◆ Verifique sua compreensão
a) Copie da entrevista sobre trabalho e Previdência o trecho entre "IHU On-Line –" e "diminuição das desigualdades.", inclusive.
b) Continue a entrevista sobre trabalho e Previdência a partir do ponto em que ela para.

◆ Texto do exercício
^^^^^^^^
O que faz as pessoas sofrerem atualmente é a execução do trabalho com velocidade excessiva e sem os meios adequados. Então, as pessoas voltam para casa à noite, cansadas, gastas, mas, ainda por cima, com a impressão de terem feito mal o trabalho. Não o trabalho feito dentro das normas, que faz com que, mesmo se foi difícil, você pode colocar isso na construção de sua identidade, ter orgulho de si mesmo e do que você aportou para a obra coletiva. Saiamos da ideia de que são os assalariados frágeis e lembremo-nos de que são os assalariados mais ligados ao trabalho que "quebram" primeiro.

E não esquecer, também, que aquele que "quebra" é um pouco a parte visível do iceberg. É interessante ver que, talvez os outros não vão tão mal, ainda não vão tão mal, e que são os assalariados sentinelas que, de repente, descompensam. E é fundamental se interessar sobre o que se passa com essa equipe de trabalho.

IHU On-Line – Uma das propostas do projeto de reforma da Previdência em trâmite no Congresso é a de estender o tempo mínimo de contribuição para 35 anos para os homens e 30 para as mulheres, e idade mínima de 65 anos para aposentadoria. Dado o panorama da população idosa de hoje, como projeta a saúde física e mental do trabalhador nessa idade?

Álvaro Roberto Crespo Merlo – As perspectivas são muito ruins. Pelo menos metade da população economicamente ativa brasileira não tem contrato de trabalho e está, portanto, em uma situação de vulnerabilidade muito grande. O papel do Estado deveria ser o de proteger os mais vulneráveis e de ter um papel ativo na diminuição das desigualdades.

A retração que é proposta pela reforma da Previdência e a reforma trabalhista vai no sentido de um desmonte do Estado, que terá como consequência um aumento da pobreza e da violência social. Sou dos que pensam que um Estado forte é o que permite nos afastar das leis da selva pura e simples, onde os mais fortes/ricos vencem.
^^^^^^^^
◆ Dados para análise
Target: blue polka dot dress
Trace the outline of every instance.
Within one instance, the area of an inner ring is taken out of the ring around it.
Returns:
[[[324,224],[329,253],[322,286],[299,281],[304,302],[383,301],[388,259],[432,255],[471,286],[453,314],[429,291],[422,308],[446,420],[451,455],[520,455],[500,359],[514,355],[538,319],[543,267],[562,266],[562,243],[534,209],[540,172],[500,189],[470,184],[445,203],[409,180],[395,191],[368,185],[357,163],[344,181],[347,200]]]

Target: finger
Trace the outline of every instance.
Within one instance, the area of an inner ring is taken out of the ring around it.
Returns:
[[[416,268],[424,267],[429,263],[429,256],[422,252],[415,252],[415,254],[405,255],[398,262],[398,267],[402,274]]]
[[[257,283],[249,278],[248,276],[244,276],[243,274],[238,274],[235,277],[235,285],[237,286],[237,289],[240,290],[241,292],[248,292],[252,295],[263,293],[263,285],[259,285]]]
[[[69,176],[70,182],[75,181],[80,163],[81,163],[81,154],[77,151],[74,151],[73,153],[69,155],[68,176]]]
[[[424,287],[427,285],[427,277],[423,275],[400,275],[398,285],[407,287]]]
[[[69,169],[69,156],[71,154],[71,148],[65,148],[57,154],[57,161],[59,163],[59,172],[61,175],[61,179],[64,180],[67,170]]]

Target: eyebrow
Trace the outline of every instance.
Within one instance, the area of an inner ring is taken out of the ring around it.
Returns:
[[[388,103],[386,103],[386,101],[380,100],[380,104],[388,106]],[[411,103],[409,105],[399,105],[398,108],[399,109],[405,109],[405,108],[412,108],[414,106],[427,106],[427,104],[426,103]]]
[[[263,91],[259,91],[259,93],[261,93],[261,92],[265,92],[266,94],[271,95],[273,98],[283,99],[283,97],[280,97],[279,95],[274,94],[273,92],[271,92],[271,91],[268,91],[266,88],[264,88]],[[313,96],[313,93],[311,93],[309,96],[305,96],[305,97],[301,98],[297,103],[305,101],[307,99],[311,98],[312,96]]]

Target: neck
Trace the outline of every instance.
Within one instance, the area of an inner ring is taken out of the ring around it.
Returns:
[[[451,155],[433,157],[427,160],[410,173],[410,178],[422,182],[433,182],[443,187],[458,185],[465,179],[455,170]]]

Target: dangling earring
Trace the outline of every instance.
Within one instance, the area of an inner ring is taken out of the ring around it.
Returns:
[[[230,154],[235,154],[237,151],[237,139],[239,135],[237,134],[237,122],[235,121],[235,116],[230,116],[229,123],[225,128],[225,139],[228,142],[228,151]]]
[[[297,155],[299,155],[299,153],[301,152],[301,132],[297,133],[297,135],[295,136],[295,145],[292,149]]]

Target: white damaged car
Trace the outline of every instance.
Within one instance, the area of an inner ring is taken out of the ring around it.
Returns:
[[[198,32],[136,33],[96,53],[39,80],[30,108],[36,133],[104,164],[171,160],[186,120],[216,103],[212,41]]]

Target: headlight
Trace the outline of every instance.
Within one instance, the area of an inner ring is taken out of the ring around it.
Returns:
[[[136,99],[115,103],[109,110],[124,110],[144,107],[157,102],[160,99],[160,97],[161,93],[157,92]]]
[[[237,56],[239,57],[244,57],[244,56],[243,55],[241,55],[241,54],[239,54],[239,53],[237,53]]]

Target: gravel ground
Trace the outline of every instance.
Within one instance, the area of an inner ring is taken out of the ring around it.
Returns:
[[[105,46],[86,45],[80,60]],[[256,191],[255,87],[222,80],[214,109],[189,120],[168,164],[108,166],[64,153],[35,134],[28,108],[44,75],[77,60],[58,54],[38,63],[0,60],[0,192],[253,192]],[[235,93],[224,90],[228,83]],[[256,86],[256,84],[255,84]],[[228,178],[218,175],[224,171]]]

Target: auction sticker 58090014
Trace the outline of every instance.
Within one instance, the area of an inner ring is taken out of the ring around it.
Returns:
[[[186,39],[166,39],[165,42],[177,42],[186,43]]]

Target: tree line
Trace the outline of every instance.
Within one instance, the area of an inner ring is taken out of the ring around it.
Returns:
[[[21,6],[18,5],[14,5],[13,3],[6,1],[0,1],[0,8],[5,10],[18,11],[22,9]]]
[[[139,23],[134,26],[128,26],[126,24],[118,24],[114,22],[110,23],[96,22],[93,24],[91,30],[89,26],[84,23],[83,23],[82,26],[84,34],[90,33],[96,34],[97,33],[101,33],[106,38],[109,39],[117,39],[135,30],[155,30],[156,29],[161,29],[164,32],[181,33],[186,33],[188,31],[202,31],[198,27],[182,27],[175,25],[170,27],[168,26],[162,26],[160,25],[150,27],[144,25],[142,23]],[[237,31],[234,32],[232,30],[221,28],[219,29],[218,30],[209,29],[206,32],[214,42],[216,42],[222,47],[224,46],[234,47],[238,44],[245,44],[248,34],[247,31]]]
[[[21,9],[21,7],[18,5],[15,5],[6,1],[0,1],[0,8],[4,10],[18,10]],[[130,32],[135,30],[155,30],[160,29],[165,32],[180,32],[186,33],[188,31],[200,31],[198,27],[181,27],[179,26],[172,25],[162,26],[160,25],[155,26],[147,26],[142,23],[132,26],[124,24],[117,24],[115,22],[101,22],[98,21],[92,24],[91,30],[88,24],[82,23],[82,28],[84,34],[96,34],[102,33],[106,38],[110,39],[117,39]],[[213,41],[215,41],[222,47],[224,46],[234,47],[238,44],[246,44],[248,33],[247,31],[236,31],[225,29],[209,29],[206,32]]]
^^^^^^^^
◆ Respostas
a)
IHU On-Line – Uma das propostas do projeto de reforma da Previdência em trâmite no Congresso é a de estender o tempo mínimo de contribuição para 35 anos para os homens e 30 para as mulheres, e idade mínima de 65 anos para aposentadoria. Dado o panorama da população idosa de hoje, como projeta a saúde física e mental do trabalhador nessa idade?

Álvaro Roberto Crespo Merlo – As perspectivas são muito ruins. Pelo menos metade da população economicamente ativa brasileira não tem contrato de trabalho e está, portanto, em uma situação de vulnerabilidade muito grande. O papel do Estado deveria ser o de proteger os mais vulneráveis e de ter um papel ativo na diminuição das desigualdades.

b)
IHU On-Line – A expectativa de vida no Brasil hoje é, em média 75 anos, porém, pelas diferenças regionais, em alguns estados chega a 67 anos e em algumas cidades abaixo dos 65 anos. Qual a condição de saúde física e mental dessas pessoas que são obrigadas a trabalhar sem a perspectiva de chegarem à aposentadoria?

Álvaro Roberto Crespo Merlo – É fundamental lembramos que as médias sempre escondem as particularidades. E no caso brasileiro essas particularidades tem uma enorme dimensão. Basta buscarmos os resultados do próprio IBGE para vermos que são justamente as populações mais pobres e desassistidas que estão expostas às piores condições de trabalho, seja no campo como nas cidades.

No Brasil, a População Economicamente Ativa soma aproximadamente 79 milhões de pessoas ou 46,7%, índice muito baixo, uma vez que o restante da população, cerca de 53,3%, fica à mercê do sustento dos economicamente ativos. Em diversos países, o índice é superior, aproximadamente 75% atuam no setor produtivo. Cerca de metade da PEA no Brasil não possui contrato de trabalho e está colocada, portanto, em piores condições de trabalho, onde há mais riscos e mais insalubridade não controlada. Em que condições físicas e de saúde esses trabalhadores chegarão se as idades mínimas para aposentadoria forem alongadas?

IHU On-Line – O debate sobre a Reforma da Previdência é majoritariamente feito pela perspectiva da economia. Entretanto, como a Medicina, e outras ciências da saúde podem auxiliar na projeção das aposentadorias? Quais fatores deveriam ser levados em conta, que hoje ainda são descartados?

Álvaro Roberto Crespo Merlo – Uma parte da resposta a essa questão já está colocada nas respostas anteriores. Cabe acrescentar que o papel do Estado em sociedades minimamente civilizadas é oferecer proteção e assistência às populações mais desprotegidas. Uma política que não tente combater as desigualdades crescentes como vemos no Brasil hoje, trará, obrigatoriamente, mais sofrimento, adoecimento e violência.

A construção de um Estado protetor foi uma conquista da humanidade, que se inicia depois da crise econômica de 1929 e vai se aprofundar no pós-Segunda Guerra Mundial. Em um país onde os direitos mínimos de cidadania ainda não foram conquistados, tais como, acesso a uma educação de qualidade, de assistência de saúde, de segurança pública para todos e todas, os riscos da construção de uma política de Estado elitista, excludente e preconceituosa, como ocorre nesse momento, é de se caminhar para uma maior desagregação social.